■ DATA SHOWN
^^^^

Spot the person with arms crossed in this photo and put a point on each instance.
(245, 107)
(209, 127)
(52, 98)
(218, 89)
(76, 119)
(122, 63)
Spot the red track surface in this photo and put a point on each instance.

^^^^

■ EXERCISE DETAILS
Repeat the material in full, exactly as it reads.

■ ANSWER TO THIS PROBLEM
Spot the person with arms crossed in this photo and put a point on each instance.
(245, 107)
(209, 127)
(52, 98)
(218, 89)
(76, 119)
(122, 63)
Spot the red track surface in this photo and put a point on each instance.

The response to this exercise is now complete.